== Stored data ==
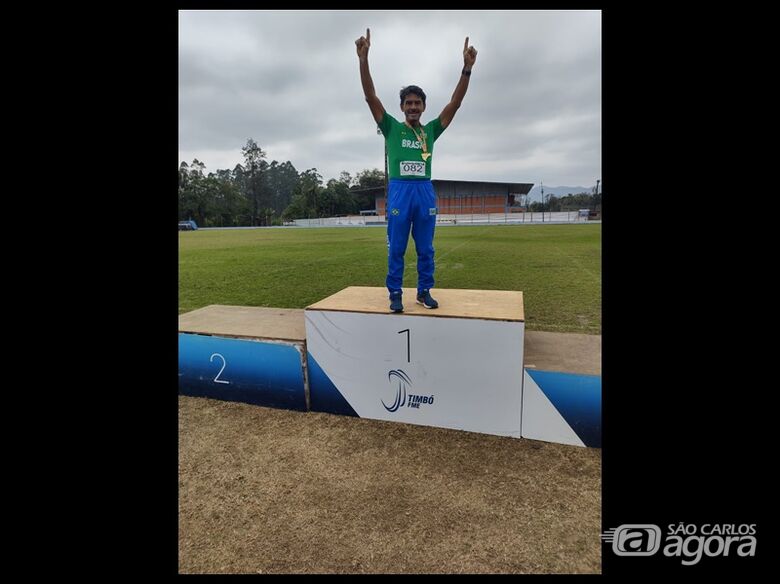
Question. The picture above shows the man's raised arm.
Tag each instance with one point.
(376, 107)
(469, 58)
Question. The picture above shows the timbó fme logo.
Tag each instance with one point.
(403, 398)
(689, 542)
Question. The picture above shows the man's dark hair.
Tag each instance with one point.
(412, 89)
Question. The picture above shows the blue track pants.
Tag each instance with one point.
(411, 204)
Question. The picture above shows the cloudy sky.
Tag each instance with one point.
(290, 81)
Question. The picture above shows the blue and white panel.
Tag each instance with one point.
(264, 373)
(456, 373)
(562, 407)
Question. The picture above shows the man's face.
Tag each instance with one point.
(413, 107)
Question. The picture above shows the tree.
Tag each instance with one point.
(255, 165)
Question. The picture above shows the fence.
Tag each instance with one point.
(453, 219)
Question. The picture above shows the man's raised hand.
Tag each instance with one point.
(469, 54)
(363, 43)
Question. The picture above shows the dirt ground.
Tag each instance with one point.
(265, 490)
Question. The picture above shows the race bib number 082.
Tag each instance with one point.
(412, 168)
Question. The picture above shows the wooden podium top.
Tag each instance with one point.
(453, 303)
(245, 322)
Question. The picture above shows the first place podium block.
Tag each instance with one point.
(459, 366)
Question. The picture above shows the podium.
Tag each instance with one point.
(243, 353)
(458, 366)
(467, 365)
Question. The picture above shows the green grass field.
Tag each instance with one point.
(558, 267)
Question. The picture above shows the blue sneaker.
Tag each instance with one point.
(395, 301)
(424, 297)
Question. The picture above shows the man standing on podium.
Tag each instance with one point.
(411, 201)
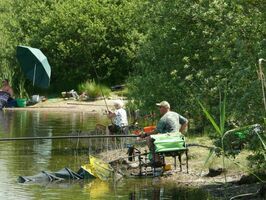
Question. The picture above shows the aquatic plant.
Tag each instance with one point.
(229, 143)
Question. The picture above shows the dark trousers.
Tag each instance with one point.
(114, 129)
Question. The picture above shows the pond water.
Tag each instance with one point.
(27, 158)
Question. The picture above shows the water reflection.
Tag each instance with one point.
(27, 158)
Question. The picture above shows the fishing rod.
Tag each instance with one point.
(65, 137)
(101, 88)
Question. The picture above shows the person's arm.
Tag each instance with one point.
(184, 123)
(111, 114)
(11, 92)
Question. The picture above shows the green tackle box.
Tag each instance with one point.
(169, 142)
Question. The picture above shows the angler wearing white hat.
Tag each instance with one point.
(119, 119)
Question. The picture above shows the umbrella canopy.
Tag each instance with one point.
(35, 65)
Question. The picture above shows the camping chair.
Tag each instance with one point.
(170, 145)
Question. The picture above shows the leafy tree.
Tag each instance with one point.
(199, 48)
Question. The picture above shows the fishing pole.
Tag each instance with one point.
(65, 137)
(101, 88)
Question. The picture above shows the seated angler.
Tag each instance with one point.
(119, 119)
(170, 122)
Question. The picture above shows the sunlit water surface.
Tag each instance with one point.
(27, 158)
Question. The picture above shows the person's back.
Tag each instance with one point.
(169, 123)
(119, 119)
(7, 88)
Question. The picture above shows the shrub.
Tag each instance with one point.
(93, 90)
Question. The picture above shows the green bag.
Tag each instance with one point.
(169, 142)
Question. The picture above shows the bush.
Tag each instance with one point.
===
What is needed: Give all the lines above again, character for character, without pictures.

Solution to the problem:
Question. The picture above shows the man's raised arm.
Tag each instance with one point.
(376, 107)
(469, 58)
Question. The picture above shows the timbó fme logo.
Tag each instance with one point.
(403, 398)
(689, 542)
Question. The picture above shows the man's dark hair.
Tag each instance with one point.
(412, 89)
Question. The picture above shows the blue track pants.
Tag each instance with one point.
(411, 204)
Question. The picture above shows the cloudy sky.
Tag each instance with one point.
(290, 81)
Question. The picture above shows the blue and white panel.
Tag each instance with one point.
(264, 373)
(456, 373)
(562, 407)
Question. The picture above shows the man's face.
Tag each instance with one point.
(413, 107)
Question. The picture above shows the tree.
Tag each instance with one point.
(255, 165)
Question. The picture above shows the fence.
Tag each instance with one point.
(453, 219)
Question. The picture above shows the man's raised hand.
Tag each instance with one point.
(469, 54)
(363, 43)
Question. The picture above shows the dirt ground.
Tag each instance with one point.
(265, 490)
Question. The picture above shows the race bib number 082.
Tag each instance with one point.
(412, 168)
Question. The picture above shows the wooden podium top.
Tag each instance with one point.
(453, 303)
(245, 322)
Question. The picture above shows the first place podium block.
Tag each instance with one point.
(459, 366)
Question. The picture above shows the podium.
Tag each instance with one point.
(243, 353)
(458, 366)
(467, 365)
Question. The picture above shows the green grass field.
Tag each instance with one point.
(558, 267)
Question. The picture above shows the blue sneaker.
Tag each instance with one point.
(395, 301)
(424, 297)
Question. The picture above shows the man standing on podium.
Tag each instance with one point.
(411, 201)
Question. The picture above shows the aquatic plant.
Tag each instance with one point.
(229, 143)
Question. The picture above shows the dark trousers.
Tag each instance with one point.
(114, 129)
Question. The picture above shows the pond water.
Tag each instance with one point.
(27, 158)
Question. The picture above shows the water reflection.
Tag each instance with one point.
(27, 158)
Question. The picture above shows the fishing rod.
Tag each instance with one point.
(65, 137)
(101, 88)
Question. The picture above shows the person's arm.
Tag each instance with one point.
(184, 123)
(111, 114)
(11, 92)
Question. The picture above shows the green tackle box.
Tag each instance with one point.
(169, 142)
Question. The picture above shows the angler wearing white hat.
Tag each instance with one point.
(119, 119)
Question. The picture above shows the umbrella canopy.
Tag each instance with one point.
(35, 65)
Question. The picture above shows the camping chair.
Tag each instance with one point.
(170, 145)
Question. The picture above shows the leafy tree.
Tag each instance with one point.
(199, 48)
Question. The picture above shows the fishing pole.
Tag each instance with one point.
(65, 137)
(101, 88)
Question. The picture above shows the seated angler.
Tag each instance with one point.
(119, 119)
(170, 122)
Question. The picture above shows the sunlit water surface.
Tag each instance with one point.
(27, 158)
Question. The picture above shows the person's back.
Tag each instance with one point.
(169, 123)
(119, 119)
(7, 88)
Question. The picture above shows the shrub.
Tag each instance with one point.
(93, 90)
Question. The picture above shows the green bag.
Tag each instance with one point.
(169, 142)
Question. The picture above shows the bush.
Tag each instance with one point.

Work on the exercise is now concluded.